— Start —
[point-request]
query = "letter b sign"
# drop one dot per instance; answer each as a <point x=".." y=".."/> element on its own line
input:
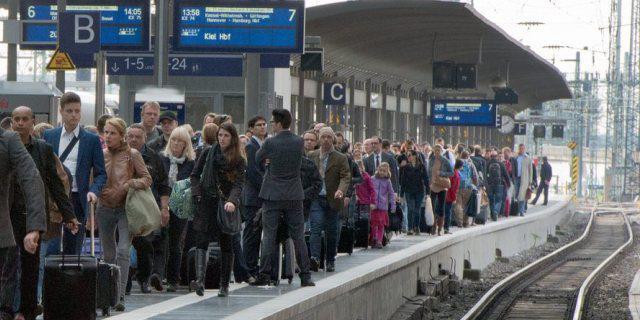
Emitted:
<point x="335" y="94"/>
<point x="79" y="32"/>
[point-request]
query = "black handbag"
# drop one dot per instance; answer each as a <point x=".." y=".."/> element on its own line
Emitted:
<point x="229" y="222"/>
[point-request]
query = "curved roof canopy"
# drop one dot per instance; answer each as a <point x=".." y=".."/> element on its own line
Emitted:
<point x="397" y="40"/>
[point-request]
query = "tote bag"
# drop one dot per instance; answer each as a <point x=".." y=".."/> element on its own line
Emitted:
<point x="143" y="213"/>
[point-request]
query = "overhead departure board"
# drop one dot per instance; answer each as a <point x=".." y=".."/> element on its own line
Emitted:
<point x="124" y="23"/>
<point x="463" y="113"/>
<point x="239" y="26"/>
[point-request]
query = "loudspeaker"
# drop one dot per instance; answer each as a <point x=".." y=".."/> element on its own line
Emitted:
<point x="312" y="60"/>
<point x="539" y="132"/>
<point x="557" y="131"/>
<point x="466" y="74"/>
<point x="506" y="96"/>
<point x="444" y="75"/>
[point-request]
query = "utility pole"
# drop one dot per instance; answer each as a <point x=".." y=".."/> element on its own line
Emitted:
<point x="12" y="54"/>
<point x="60" y="76"/>
<point x="162" y="39"/>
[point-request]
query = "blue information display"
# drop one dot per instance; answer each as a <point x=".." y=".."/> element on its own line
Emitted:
<point x="124" y="23"/>
<point x="178" y="108"/>
<point x="463" y="113"/>
<point x="130" y="65"/>
<point x="232" y="26"/>
<point x="179" y="65"/>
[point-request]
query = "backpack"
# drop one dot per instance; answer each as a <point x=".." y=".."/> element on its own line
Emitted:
<point x="494" y="174"/>
<point x="466" y="176"/>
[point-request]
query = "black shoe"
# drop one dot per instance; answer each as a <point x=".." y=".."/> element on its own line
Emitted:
<point x="144" y="287"/>
<point x="224" y="291"/>
<point x="307" y="282"/>
<point x="120" y="306"/>
<point x="263" y="280"/>
<point x="314" y="264"/>
<point x="156" y="282"/>
<point x="331" y="266"/>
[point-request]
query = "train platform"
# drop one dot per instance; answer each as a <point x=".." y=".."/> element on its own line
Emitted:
<point x="291" y="301"/>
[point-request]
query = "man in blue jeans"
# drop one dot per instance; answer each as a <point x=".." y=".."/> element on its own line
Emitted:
<point x="325" y="210"/>
<point x="497" y="180"/>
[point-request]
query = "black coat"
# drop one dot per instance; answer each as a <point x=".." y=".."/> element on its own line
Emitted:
<point x="253" y="179"/>
<point x="311" y="182"/>
<point x="217" y="175"/>
<point x="153" y="162"/>
<point x="282" y="177"/>
<point x="413" y="180"/>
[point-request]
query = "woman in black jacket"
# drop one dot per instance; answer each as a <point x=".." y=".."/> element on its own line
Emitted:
<point x="222" y="167"/>
<point x="178" y="161"/>
<point x="413" y="183"/>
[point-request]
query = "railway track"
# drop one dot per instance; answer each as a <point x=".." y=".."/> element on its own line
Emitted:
<point x="555" y="286"/>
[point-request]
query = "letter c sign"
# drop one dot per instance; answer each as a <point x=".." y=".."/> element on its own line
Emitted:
<point x="335" y="94"/>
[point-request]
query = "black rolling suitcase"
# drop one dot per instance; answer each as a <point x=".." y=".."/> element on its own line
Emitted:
<point x="70" y="286"/>
<point x="323" y="247"/>
<point x="108" y="277"/>
<point x="347" y="238"/>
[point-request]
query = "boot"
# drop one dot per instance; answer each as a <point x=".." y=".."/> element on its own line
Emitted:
<point x="226" y="264"/>
<point x="201" y="267"/>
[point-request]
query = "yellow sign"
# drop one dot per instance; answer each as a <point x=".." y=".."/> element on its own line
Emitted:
<point x="60" y="61"/>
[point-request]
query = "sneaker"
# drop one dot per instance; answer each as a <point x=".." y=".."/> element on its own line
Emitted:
<point x="156" y="282"/>
<point x="331" y="266"/>
<point x="314" y="264"/>
<point x="263" y="280"/>
<point x="120" y="306"/>
<point x="144" y="287"/>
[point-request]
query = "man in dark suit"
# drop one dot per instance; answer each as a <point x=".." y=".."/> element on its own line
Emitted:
<point x="282" y="194"/>
<point x="372" y="162"/>
<point x="545" y="179"/>
<point x="253" y="183"/>
<point x="45" y="160"/>
<point x="81" y="152"/>
<point x="326" y="209"/>
<point x="14" y="159"/>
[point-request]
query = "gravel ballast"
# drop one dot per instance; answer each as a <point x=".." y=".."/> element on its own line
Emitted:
<point x="610" y="296"/>
<point x="470" y="292"/>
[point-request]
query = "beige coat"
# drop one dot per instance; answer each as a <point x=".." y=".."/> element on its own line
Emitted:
<point x="526" y="178"/>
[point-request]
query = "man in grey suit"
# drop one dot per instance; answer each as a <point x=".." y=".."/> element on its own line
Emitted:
<point x="253" y="182"/>
<point x="14" y="159"/>
<point x="372" y="162"/>
<point x="282" y="195"/>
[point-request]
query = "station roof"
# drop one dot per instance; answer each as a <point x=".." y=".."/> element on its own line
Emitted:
<point x="396" y="41"/>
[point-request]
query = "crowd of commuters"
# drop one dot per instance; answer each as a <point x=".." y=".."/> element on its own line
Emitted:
<point x="305" y="187"/>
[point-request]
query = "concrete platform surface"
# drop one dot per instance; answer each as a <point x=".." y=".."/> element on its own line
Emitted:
<point x="246" y="302"/>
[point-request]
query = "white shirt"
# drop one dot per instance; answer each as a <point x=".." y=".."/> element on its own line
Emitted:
<point x="72" y="159"/>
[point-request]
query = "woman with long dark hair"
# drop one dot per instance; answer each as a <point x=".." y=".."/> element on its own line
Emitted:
<point x="218" y="175"/>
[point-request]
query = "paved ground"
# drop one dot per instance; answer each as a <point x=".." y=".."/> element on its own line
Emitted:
<point x="185" y="305"/>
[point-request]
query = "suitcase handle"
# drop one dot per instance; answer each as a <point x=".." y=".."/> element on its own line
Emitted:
<point x="92" y="232"/>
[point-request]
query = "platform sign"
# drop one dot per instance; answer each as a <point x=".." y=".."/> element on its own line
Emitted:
<point x="239" y="26"/>
<point x="80" y="32"/>
<point x="178" y="108"/>
<point x="203" y="66"/>
<point x="125" y="24"/>
<point x="143" y="64"/>
<point x="130" y="65"/>
<point x="481" y="113"/>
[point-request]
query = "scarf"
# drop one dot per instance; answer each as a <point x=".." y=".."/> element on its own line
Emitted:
<point x="173" y="168"/>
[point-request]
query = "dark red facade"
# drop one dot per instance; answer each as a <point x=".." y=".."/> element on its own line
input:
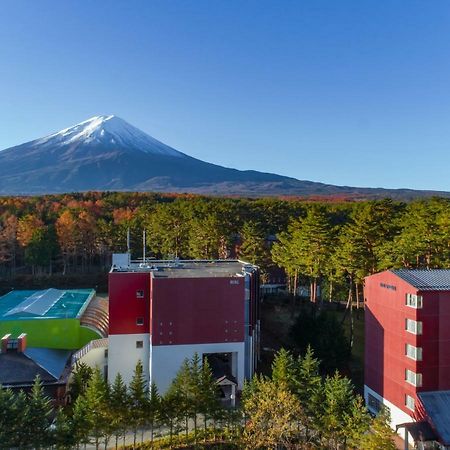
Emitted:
<point x="386" y="338"/>
<point x="178" y="310"/>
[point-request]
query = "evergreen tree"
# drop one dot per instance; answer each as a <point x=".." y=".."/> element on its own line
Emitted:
<point x="97" y="400"/>
<point x="337" y="400"/>
<point x="39" y="417"/>
<point x="119" y="404"/>
<point x="64" y="432"/>
<point x="10" y="418"/>
<point x="20" y="433"/>
<point x="309" y="383"/>
<point x="81" y="375"/>
<point x="254" y="248"/>
<point x="82" y="421"/>
<point x="284" y="370"/>
<point x="325" y="335"/>
<point x="138" y="393"/>
<point x="153" y="409"/>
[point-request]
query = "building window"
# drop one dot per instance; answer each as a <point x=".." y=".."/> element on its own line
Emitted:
<point x="409" y="402"/>
<point x="373" y="403"/>
<point x="412" y="352"/>
<point x="413" y="326"/>
<point x="413" y="378"/>
<point x="414" y="301"/>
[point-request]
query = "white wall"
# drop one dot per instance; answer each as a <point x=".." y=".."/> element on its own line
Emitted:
<point x="167" y="360"/>
<point x="95" y="358"/>
<point x="123" y="355"/>
<point x="397" y="415"/>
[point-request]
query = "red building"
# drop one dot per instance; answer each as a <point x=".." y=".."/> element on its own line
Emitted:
<point x="161" y="312"/>
<point x="407" y="340"/>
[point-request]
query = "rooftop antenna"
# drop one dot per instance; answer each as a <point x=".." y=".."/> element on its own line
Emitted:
<point x="143" y="246"/>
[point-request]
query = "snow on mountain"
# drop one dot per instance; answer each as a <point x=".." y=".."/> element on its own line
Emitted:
<point x="108" y="131"/>
<point x="107" y="153"/>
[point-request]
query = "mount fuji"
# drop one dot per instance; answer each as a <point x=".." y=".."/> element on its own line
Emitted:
<point x="107" y="153"/>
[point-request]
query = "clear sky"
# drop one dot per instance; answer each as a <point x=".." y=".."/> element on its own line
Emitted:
<point x="339" y="91"/>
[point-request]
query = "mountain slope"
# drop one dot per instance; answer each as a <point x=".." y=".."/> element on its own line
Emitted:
<point x="107" y="153"/>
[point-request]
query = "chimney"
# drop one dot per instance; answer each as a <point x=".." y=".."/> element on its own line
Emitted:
<point x="4" y="341"/>
<point x="22" y="343"/>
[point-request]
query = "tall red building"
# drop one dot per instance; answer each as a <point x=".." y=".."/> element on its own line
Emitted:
<point x="407" y="340"/>
<point x="161" y="312"/>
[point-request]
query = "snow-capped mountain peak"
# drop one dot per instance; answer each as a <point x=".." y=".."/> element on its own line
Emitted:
<point x="110" y="131"/>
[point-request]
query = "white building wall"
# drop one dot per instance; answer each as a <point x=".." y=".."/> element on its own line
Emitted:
<point x="398" y="416"/>
<point x="123" y="355"/>
<point x="167" y="360"/>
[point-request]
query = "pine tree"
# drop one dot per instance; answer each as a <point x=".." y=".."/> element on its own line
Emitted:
<point x="39" y="417"/>
<point x="82" y="421"/>
<point x="338" y="400"/>
<point x="119" y="404"/>
<point x="138" y="394"/>
<point x="64" y="433"/>
<point x="81" y="375"/>
<point x="284" y="370"/>
<point x="254" y="248"/>
<point x="153" y="409"/>
<point x="309" y="382"/>
<point x="97" y="400"/>
<point x="21" y="434"/>
<point x="10" y="418"/>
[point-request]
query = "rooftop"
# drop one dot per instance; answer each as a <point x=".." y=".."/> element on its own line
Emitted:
<point x="436" y="406"/>
<point x="44" y="304"/>
<point x="218" y="268"/>
<point x="426" y="280"/>
<point x="22" y="368"/>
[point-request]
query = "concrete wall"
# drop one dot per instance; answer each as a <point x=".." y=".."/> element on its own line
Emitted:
<point x="123" y="355"/>
<point x="397" y="415"/>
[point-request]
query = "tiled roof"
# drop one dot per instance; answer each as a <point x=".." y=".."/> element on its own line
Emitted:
<point x="436" y="406"/>
<point x="426" y="280"/>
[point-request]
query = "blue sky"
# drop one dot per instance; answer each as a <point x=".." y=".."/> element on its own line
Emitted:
<point x="344" y="92"/>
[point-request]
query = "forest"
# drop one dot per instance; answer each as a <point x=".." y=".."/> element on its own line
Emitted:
<point x="332" y="244"/>
<point x="293" y="408"/>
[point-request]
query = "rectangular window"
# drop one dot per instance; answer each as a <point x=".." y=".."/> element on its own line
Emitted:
<point x="413" y="326"/>
<point x="412" y="352"/>
<point x="414" y="301"/>
<point x="373" y="403"/>
<point x="413" y="378"/>
<point x="409" y="402"/>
— End —
◆ Requirement ◆
List each line of the material above that contains the word "sign".

◆ Output ◆
query = "letter b sign"
query = "letter c sign"
query = "yellow sign"
query = "platform sign"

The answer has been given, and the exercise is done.